#### WHAT TO PRODUCE:
Find each line in the material below that contains the string "every" and copy those lines out in full. Case counts.

#### DATA ROWS:
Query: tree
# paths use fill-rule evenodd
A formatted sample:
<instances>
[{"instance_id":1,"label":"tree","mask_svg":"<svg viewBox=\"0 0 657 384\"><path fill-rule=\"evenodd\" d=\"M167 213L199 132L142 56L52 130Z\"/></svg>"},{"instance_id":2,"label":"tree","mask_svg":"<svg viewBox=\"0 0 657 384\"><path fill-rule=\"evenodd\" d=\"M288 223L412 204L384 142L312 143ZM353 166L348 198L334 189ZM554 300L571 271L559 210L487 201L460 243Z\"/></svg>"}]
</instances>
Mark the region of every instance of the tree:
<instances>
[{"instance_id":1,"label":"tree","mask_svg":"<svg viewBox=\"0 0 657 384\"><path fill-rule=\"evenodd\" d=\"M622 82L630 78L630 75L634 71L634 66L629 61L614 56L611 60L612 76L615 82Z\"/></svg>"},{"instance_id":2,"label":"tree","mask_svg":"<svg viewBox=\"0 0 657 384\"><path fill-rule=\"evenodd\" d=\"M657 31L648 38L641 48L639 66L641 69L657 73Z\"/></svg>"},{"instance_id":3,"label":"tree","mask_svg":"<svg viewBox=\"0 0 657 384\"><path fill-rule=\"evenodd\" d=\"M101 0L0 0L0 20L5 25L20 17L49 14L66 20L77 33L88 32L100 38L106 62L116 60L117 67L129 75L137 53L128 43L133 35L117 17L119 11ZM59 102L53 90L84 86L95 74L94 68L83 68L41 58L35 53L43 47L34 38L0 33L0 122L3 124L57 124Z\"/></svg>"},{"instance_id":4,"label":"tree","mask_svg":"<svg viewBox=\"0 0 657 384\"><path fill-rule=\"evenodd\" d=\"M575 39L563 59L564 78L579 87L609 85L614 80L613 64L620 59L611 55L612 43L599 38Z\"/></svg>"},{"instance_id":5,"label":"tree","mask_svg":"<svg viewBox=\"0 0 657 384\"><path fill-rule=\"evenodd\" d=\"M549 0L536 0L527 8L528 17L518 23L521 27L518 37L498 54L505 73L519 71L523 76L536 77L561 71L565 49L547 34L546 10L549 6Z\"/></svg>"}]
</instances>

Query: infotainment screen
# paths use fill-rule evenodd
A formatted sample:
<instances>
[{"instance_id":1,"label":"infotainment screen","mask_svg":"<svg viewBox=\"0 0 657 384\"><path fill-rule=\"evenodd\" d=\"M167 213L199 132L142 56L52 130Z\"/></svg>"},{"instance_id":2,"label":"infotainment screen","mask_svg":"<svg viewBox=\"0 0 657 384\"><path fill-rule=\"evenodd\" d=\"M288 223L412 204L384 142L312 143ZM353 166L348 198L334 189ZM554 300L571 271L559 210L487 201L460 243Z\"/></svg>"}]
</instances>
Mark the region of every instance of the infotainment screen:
---
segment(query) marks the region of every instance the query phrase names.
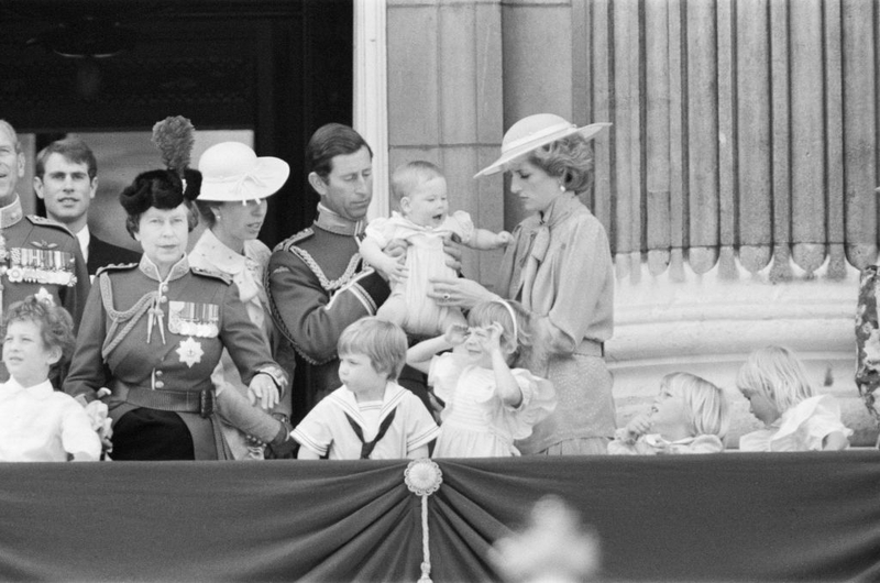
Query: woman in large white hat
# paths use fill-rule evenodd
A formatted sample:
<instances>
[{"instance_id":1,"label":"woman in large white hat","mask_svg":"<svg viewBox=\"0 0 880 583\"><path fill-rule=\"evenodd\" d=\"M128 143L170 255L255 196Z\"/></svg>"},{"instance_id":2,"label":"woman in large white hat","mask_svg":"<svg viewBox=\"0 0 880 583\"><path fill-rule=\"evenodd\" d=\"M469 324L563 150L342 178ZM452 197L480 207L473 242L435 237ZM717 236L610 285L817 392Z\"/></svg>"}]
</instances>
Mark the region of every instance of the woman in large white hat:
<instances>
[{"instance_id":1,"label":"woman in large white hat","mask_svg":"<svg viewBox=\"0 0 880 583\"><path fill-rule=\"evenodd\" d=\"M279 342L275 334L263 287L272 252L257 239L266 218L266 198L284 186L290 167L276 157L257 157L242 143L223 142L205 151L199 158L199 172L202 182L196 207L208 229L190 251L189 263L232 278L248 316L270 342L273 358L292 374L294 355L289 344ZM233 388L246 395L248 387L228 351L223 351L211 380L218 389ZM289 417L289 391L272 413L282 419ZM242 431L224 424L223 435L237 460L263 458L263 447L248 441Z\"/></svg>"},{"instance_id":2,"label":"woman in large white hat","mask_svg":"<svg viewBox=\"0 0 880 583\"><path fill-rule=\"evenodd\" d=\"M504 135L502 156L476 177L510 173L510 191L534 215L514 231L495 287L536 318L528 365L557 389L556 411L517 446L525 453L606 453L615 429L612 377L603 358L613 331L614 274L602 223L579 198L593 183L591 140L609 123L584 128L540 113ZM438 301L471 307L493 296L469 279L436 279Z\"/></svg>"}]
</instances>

#### COMPLETED TASK:
Mark the region of every instance of the tree:
Mark the region of every instance of the infotainment screen:
segment(query) marks the region of every instance the query phrase names.
Mark the region of every instance of the woman in large white hat:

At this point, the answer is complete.